** Opening Supplied material block **

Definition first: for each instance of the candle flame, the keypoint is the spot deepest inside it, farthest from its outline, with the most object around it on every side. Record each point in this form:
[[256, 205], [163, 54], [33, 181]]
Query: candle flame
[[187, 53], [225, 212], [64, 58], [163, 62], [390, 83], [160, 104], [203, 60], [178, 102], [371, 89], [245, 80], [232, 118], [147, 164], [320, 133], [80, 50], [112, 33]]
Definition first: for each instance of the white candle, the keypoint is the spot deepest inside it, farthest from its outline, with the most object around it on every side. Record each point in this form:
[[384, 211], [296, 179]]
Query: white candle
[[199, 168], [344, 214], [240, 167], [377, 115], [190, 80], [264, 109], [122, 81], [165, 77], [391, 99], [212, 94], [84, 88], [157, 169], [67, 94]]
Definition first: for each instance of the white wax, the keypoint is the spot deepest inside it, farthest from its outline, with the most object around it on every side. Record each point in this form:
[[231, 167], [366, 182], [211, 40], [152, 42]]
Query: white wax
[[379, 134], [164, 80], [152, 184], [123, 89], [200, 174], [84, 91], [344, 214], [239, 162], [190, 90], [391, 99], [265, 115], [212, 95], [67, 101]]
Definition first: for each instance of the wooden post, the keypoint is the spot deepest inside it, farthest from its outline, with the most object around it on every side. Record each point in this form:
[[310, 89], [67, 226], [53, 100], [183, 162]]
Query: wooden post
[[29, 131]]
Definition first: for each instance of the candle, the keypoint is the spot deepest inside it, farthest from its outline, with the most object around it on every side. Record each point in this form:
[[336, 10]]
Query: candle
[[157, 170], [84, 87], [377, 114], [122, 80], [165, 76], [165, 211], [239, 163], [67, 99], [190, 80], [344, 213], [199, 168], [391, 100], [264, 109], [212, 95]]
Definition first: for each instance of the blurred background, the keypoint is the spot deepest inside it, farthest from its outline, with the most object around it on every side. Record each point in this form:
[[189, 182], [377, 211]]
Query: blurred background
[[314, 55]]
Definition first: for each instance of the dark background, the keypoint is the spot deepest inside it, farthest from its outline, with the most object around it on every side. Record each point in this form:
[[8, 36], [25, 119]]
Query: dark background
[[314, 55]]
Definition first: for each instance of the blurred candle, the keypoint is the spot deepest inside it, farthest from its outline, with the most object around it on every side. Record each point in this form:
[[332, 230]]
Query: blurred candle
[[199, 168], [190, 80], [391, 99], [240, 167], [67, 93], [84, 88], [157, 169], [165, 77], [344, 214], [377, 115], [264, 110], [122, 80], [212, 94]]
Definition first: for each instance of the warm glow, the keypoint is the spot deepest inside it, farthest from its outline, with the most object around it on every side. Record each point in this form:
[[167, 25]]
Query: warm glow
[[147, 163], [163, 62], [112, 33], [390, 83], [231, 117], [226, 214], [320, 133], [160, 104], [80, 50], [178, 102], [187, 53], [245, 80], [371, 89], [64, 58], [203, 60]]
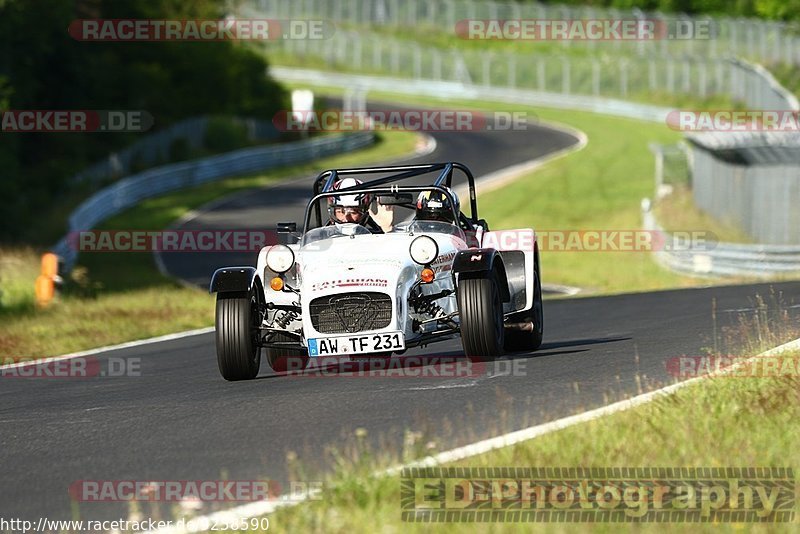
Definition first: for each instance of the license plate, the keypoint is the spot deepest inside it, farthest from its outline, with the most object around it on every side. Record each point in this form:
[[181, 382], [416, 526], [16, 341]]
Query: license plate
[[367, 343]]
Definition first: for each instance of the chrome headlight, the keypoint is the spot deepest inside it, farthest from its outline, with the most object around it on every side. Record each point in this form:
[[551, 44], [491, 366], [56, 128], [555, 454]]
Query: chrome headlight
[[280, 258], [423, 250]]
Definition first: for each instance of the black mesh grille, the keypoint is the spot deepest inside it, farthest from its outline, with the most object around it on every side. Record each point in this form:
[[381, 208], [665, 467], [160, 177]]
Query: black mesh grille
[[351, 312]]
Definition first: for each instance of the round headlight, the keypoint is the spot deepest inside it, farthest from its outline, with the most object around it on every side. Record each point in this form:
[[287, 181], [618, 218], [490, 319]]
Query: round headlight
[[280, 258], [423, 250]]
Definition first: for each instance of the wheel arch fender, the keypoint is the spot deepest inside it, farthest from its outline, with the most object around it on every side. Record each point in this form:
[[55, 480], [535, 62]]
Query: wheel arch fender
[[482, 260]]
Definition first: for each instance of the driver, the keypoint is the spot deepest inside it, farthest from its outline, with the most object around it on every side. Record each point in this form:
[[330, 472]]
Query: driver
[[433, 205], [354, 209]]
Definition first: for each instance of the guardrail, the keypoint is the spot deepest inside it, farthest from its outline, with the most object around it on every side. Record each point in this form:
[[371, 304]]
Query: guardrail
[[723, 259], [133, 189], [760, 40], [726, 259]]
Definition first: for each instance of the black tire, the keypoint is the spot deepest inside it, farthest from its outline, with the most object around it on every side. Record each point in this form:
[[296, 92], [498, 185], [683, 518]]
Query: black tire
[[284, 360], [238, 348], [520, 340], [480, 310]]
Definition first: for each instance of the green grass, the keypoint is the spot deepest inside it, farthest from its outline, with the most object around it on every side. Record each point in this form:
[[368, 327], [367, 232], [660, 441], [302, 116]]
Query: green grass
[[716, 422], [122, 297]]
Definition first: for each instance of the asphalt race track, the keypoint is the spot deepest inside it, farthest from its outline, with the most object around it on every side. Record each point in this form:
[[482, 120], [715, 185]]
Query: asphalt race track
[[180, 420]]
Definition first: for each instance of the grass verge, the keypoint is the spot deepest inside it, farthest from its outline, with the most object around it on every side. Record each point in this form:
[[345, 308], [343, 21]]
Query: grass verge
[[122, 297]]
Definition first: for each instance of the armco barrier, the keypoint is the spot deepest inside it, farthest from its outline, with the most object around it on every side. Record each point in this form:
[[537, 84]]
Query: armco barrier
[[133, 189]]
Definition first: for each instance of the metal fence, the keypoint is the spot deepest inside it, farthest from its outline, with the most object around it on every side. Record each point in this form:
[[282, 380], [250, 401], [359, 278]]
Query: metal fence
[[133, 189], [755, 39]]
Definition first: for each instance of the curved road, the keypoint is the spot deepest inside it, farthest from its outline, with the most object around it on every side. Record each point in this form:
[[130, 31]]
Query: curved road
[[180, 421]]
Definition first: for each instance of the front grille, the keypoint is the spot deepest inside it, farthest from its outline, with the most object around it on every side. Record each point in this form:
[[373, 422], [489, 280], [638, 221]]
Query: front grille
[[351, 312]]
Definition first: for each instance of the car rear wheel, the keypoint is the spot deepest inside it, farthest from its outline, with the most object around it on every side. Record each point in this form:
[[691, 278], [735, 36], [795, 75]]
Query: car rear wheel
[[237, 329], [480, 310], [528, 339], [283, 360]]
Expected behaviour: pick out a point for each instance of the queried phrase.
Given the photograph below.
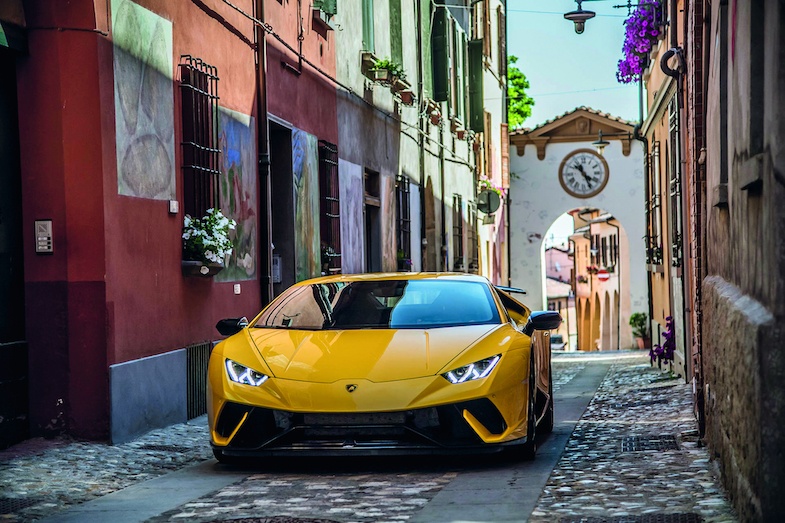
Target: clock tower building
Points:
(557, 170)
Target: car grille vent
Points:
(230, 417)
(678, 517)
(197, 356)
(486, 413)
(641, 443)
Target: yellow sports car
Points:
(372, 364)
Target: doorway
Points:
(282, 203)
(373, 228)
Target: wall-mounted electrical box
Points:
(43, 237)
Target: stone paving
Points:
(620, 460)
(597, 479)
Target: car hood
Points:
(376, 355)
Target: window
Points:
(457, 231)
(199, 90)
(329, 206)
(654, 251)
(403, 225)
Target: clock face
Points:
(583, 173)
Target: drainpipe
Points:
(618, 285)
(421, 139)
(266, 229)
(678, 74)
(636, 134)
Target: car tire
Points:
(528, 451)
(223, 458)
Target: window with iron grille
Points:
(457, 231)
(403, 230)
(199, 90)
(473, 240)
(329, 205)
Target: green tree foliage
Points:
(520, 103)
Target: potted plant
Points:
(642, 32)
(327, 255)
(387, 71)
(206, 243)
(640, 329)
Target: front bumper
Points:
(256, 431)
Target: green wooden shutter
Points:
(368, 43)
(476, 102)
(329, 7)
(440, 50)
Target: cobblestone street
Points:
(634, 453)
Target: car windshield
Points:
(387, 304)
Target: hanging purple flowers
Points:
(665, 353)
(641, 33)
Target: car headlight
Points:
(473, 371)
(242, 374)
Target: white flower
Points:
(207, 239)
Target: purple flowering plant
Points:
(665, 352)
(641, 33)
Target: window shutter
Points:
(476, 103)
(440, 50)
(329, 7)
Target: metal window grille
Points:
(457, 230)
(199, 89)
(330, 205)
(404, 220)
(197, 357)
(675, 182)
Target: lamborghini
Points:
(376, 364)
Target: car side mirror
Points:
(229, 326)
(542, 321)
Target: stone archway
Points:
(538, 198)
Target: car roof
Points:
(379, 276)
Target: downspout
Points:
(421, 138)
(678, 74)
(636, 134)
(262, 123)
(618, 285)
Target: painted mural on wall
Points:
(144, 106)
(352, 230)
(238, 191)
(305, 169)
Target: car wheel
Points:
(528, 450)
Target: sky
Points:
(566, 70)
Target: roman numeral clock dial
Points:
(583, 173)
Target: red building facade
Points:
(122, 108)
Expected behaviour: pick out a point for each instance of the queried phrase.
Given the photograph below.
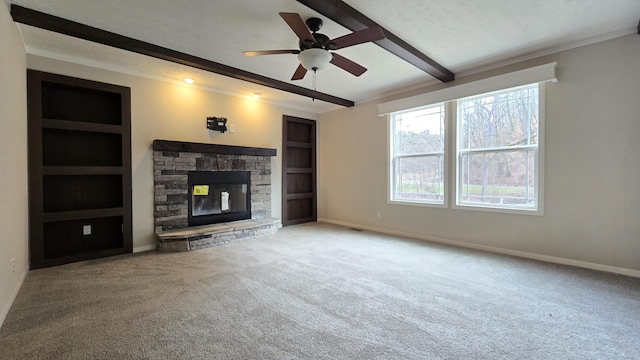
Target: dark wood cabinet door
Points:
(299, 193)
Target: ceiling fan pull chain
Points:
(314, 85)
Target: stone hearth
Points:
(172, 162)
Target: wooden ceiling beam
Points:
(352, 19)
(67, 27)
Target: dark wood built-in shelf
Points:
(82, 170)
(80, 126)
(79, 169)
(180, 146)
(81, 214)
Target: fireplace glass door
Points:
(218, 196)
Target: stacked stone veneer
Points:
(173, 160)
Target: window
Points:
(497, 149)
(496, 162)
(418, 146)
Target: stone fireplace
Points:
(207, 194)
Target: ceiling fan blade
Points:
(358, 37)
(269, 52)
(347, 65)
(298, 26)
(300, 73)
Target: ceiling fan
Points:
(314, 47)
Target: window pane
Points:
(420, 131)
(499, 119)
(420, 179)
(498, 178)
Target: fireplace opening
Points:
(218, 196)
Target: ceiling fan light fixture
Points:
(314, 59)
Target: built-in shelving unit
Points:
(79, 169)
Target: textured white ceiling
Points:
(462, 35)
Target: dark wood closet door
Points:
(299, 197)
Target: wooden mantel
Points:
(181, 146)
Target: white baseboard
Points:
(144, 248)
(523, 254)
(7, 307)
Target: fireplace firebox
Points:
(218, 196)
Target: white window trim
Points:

** Closing Supplied material block **
** Opening Supplied material block **

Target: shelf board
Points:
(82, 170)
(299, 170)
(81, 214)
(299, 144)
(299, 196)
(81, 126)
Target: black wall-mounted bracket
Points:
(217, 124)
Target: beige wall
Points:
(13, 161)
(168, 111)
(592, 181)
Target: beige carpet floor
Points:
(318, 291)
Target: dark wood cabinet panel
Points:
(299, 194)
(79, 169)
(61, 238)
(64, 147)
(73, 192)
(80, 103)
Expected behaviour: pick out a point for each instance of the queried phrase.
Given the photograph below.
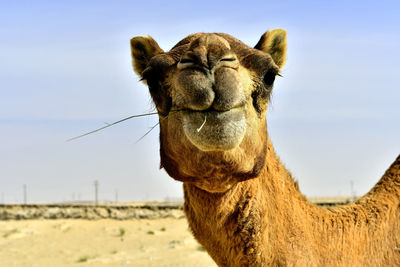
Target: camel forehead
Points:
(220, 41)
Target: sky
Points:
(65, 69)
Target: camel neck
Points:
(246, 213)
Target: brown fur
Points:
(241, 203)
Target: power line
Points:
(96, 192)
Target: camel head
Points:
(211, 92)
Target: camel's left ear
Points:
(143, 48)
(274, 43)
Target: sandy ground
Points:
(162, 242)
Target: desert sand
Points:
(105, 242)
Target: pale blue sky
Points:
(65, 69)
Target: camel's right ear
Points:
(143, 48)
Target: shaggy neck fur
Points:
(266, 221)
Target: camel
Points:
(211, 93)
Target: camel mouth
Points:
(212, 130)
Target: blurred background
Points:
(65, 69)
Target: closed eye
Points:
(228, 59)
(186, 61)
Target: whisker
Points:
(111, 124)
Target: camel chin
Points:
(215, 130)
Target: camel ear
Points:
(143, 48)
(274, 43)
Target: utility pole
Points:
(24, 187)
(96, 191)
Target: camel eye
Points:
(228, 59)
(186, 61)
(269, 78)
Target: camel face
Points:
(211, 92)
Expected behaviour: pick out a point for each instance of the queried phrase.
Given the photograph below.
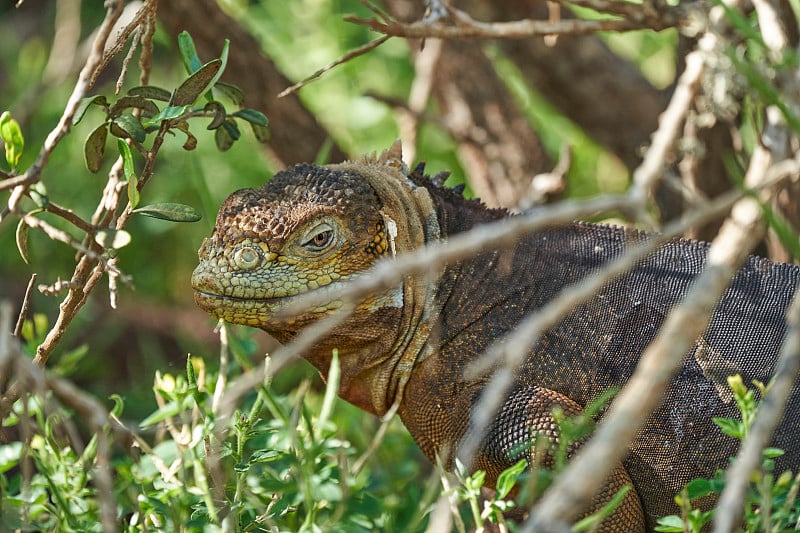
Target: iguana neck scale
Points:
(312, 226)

** Closing Supplied material block **

* _Problem_: Please say how many lines of the listing hold the string "fireplace", answering with the number alone.

* _Result for this task_: 4